Written task:
Repeat the material verbatim. Images are excluded from the copy.

START Data shown

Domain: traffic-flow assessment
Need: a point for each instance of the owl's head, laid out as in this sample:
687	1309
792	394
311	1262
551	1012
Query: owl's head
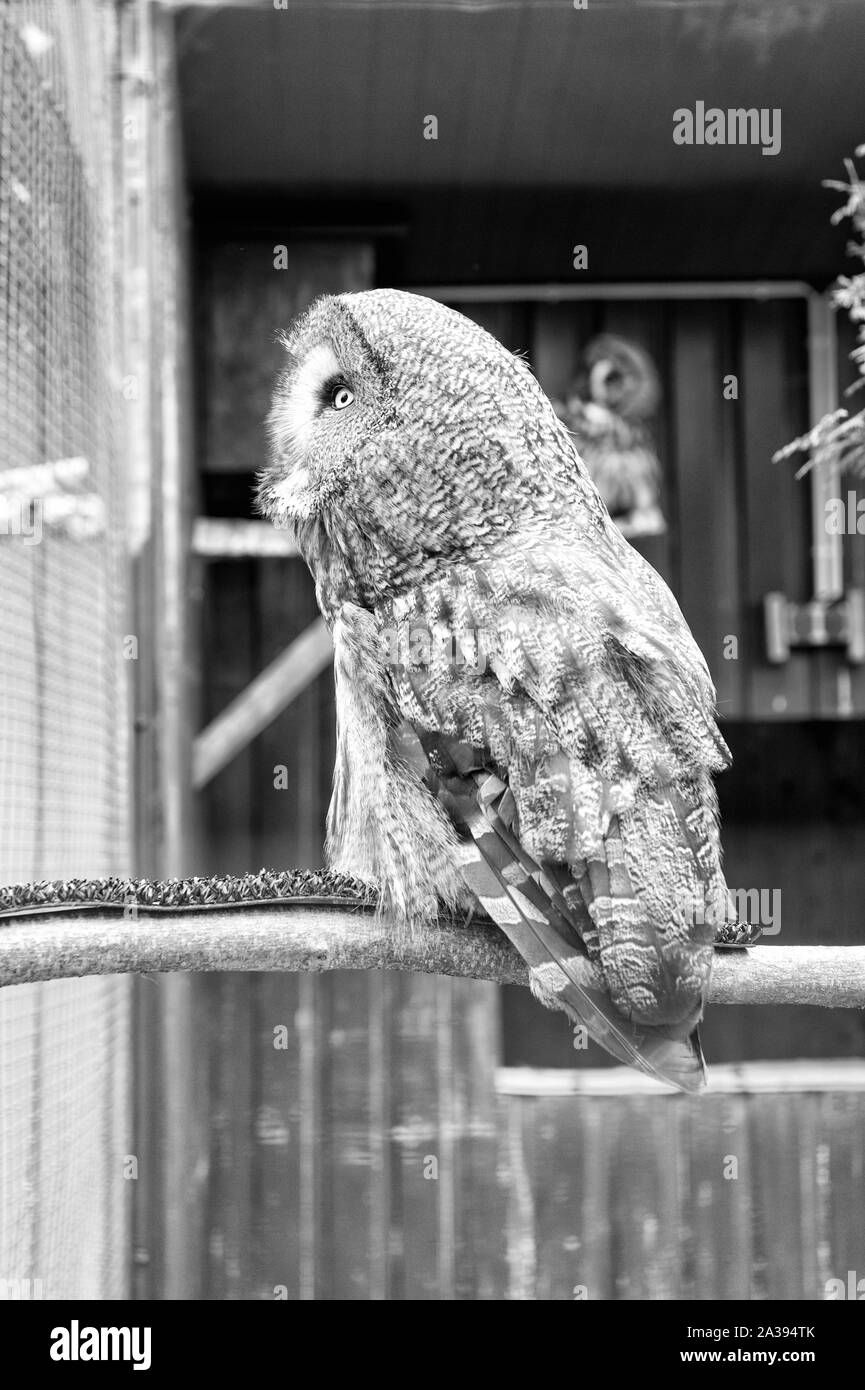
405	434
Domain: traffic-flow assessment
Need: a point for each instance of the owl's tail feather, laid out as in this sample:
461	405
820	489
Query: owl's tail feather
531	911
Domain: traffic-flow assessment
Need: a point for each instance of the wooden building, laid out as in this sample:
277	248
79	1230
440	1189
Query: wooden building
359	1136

END Data shown

In response:
Domain: traffic-flow assessment
Need: a point for each instance of the owl's head, laid out as in this sample:
687	1309
792	394
311	1262
551	1012
Query: owl's head
405	434
Domain: traffic-flow assessment
Need: a point for each instance of the owl's tail feather, laid out as in this sample:
461	405
820	489
Query: owl's tail feather
531	911
Domain: traffic-flow assessment
Need: a point for each instance of the wooden building, laid out as in this sample:
277	248
79	1230
440	1189
Query: wooden building
359	1136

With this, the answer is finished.